Mirziyoyev’s final act to deal with the rival power structure was to destroy the notorious Tashkent Prison (the important visual symbol of violation of human rights by the SNB), move the SNB headquarters from the centre to the outskirts of the capital, and change the name of the reformed structure to the State Security Service. It soon become known colloquially by the Russian version of the acronym, SGB (Sluzhba Gosudarstvennoy Bezopasnosti) in allusion to the KGB. The new SGB is not intended to perform the same role as the interior ministry and army by having its own extensively developed military structures. The dismissed SNB officers are however employed, following checks, in the militia and army, probably to present them becoming a destructive force. The scale of the informal political struggle and the ensuing dangers is also demonstrated by information that judges (who at one point were the professional group at greatest risk) have been ordered to possess a weapon or armed security.

• WHAT THE EXERCISE ASKS:
Say whether each statement agrees with the passage on the SNB's reform: 1. The SNB headquarters was moved from the center of the capital to its outskirts. 2. The new SGB is meant to have its own extensively developed military structures. 3. Dismissed SNB officers are barred from working in the militia and army. For each, answer yes or no and quote the deciding words.

• ENTRIES SUPPLIED:

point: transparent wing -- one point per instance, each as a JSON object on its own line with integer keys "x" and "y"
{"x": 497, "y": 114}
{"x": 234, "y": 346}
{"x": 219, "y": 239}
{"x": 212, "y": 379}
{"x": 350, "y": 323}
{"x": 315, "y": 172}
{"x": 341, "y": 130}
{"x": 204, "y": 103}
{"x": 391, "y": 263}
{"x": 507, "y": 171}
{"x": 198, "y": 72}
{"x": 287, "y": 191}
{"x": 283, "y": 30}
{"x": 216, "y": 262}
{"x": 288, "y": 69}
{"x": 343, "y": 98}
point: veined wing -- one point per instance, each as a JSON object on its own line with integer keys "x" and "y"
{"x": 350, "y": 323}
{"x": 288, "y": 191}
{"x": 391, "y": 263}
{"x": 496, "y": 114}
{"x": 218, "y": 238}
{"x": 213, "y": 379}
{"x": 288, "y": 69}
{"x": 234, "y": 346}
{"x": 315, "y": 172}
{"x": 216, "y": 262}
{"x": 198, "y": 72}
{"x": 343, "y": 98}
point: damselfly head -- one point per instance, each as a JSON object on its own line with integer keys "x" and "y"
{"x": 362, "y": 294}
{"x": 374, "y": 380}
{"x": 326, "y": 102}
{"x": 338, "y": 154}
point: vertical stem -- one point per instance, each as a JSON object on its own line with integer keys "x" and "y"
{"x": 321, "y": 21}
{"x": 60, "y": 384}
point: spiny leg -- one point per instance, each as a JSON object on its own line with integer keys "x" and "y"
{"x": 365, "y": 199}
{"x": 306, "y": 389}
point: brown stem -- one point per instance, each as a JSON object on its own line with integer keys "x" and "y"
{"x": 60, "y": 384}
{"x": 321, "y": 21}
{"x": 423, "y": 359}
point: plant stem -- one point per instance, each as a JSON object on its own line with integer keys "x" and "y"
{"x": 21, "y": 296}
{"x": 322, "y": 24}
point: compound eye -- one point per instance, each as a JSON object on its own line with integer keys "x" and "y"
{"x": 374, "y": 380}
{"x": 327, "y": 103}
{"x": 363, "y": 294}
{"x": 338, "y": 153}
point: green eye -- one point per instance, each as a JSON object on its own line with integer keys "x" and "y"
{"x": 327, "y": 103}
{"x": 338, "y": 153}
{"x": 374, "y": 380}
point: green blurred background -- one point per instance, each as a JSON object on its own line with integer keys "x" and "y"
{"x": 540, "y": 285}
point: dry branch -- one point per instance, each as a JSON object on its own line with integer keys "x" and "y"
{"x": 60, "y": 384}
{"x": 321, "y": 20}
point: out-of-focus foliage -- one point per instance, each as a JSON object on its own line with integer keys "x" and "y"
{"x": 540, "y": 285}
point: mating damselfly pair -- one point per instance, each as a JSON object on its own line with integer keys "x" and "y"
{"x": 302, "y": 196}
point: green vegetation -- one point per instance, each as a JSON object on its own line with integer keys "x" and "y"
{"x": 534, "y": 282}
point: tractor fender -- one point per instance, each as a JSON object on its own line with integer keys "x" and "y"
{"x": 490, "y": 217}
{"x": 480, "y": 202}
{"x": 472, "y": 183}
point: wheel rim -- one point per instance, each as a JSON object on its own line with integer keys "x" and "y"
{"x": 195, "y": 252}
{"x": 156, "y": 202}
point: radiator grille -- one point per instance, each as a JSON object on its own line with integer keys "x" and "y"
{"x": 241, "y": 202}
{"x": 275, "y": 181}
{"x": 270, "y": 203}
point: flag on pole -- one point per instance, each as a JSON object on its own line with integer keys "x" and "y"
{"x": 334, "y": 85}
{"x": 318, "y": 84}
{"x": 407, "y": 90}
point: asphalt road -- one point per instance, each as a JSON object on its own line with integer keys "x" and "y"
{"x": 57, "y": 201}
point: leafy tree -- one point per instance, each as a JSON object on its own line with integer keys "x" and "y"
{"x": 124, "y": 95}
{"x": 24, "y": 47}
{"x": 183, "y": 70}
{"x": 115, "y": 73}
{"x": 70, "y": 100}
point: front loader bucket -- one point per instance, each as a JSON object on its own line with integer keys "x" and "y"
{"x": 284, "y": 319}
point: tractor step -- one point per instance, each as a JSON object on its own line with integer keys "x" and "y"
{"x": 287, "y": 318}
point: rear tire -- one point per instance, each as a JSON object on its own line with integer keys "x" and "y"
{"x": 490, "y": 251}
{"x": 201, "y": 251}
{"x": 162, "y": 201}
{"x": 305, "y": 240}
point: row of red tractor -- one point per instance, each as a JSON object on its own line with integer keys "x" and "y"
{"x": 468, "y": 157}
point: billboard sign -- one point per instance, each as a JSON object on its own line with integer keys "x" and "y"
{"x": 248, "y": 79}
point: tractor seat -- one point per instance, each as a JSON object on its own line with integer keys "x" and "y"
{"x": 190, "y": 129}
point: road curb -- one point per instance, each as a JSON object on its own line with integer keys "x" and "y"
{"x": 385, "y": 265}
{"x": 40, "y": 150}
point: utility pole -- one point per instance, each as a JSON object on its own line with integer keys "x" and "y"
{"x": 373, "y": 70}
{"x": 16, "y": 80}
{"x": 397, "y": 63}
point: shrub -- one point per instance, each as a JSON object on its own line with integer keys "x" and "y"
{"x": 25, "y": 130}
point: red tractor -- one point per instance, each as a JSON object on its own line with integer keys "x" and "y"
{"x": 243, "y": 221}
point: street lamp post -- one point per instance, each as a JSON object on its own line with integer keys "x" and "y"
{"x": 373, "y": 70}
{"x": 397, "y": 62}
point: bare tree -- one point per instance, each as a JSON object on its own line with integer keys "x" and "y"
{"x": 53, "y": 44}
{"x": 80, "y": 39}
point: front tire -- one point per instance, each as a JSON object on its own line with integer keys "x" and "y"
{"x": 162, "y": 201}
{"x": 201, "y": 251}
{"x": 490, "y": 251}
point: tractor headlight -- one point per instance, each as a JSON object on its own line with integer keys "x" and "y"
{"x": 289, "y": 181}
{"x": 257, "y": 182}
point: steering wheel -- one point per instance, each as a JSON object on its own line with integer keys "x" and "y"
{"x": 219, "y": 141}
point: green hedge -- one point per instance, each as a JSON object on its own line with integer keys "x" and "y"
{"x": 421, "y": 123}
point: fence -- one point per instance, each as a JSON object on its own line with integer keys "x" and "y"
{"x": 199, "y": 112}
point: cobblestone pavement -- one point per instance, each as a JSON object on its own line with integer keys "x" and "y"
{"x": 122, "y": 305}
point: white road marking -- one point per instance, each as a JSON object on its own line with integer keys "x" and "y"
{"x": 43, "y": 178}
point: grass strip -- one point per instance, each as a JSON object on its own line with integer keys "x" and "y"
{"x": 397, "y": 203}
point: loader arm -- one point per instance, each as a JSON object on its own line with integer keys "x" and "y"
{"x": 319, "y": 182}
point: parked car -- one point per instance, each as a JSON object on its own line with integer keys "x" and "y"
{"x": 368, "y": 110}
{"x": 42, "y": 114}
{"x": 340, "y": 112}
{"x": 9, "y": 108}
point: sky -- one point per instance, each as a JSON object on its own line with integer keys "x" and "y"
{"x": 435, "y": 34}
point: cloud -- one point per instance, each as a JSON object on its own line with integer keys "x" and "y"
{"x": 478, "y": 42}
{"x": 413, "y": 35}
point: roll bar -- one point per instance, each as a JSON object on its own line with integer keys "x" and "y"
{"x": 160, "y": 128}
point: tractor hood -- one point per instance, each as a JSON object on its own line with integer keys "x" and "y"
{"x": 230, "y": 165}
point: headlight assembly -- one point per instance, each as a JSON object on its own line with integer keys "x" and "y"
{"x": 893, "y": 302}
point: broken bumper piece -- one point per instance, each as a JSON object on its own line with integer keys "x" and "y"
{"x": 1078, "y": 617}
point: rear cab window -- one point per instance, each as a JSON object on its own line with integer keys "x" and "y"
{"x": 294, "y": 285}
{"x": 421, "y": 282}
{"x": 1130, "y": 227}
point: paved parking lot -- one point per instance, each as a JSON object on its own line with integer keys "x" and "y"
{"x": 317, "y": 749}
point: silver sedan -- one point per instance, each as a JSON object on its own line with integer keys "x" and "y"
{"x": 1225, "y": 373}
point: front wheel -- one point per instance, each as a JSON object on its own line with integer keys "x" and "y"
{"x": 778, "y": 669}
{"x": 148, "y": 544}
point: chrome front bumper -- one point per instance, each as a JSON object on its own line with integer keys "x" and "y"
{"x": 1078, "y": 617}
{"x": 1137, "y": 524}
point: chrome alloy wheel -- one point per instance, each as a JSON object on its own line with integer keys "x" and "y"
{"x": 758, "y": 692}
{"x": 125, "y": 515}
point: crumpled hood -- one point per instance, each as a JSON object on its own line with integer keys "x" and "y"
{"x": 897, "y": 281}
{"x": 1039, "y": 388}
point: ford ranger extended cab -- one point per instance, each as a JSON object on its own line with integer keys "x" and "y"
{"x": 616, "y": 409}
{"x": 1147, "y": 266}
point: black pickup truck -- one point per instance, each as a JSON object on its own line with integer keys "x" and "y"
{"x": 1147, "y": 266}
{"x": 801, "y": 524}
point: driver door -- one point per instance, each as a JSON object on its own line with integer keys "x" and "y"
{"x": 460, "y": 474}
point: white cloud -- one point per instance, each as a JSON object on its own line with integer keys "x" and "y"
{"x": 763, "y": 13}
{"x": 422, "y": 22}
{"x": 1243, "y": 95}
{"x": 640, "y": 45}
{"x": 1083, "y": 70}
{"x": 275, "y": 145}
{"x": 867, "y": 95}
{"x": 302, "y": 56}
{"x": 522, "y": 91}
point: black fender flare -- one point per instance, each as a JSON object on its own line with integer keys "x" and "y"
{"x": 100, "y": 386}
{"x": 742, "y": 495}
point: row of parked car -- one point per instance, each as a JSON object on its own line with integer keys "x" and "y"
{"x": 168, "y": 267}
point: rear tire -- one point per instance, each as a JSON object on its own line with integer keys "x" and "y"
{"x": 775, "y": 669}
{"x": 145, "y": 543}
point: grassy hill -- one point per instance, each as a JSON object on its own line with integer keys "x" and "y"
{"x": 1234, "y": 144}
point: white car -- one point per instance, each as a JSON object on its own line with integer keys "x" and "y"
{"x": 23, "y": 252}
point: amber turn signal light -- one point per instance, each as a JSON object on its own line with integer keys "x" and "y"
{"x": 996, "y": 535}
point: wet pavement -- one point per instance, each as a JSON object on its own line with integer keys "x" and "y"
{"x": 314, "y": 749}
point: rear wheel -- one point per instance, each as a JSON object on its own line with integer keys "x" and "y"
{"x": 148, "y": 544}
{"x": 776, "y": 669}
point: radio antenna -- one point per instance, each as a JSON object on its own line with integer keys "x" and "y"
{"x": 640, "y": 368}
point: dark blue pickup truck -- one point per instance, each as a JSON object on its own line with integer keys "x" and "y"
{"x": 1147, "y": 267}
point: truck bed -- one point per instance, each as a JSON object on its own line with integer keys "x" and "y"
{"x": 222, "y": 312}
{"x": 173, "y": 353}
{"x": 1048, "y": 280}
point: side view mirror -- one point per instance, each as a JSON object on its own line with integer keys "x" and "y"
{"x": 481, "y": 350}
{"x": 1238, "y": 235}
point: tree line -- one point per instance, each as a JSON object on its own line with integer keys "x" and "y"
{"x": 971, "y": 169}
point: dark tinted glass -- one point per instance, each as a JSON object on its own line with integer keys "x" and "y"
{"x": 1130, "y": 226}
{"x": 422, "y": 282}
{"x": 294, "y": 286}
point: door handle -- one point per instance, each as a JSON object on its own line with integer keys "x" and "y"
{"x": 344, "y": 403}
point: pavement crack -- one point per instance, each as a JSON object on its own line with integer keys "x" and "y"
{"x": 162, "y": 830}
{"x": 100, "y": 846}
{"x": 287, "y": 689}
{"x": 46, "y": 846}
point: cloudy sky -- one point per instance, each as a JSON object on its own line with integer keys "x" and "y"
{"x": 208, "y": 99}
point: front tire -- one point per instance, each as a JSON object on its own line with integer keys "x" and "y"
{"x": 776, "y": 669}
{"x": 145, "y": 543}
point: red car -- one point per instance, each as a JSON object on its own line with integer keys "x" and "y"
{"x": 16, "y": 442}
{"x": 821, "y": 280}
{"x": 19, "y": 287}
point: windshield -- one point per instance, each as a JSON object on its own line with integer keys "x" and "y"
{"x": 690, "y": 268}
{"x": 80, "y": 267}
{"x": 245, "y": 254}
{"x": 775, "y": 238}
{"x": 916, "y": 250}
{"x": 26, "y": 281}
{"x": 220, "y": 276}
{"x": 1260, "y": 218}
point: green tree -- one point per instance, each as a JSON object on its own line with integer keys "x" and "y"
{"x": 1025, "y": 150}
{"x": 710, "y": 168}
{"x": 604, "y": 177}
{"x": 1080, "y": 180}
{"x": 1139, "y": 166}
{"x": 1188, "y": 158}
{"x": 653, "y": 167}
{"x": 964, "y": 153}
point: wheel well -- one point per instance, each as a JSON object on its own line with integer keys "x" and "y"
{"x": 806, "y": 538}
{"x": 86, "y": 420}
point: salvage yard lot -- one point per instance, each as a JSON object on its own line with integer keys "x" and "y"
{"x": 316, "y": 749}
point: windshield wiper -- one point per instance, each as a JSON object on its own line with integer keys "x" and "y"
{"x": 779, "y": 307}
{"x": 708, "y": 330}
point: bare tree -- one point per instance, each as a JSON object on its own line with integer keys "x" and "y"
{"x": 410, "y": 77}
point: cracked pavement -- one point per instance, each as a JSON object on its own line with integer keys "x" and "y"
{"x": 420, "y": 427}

• SOLUTION FOR THIS EXERCISE:
1. Yes: "move the SNB headquarters from the centre to the outskirts of the capital"
2. No: "The new SGB is not intended to perform the same role as the interior ministry and army by having its own extensively developed military structures."
3. No: "The dismissed SNB officers are however employed, following checks, in the militia and army"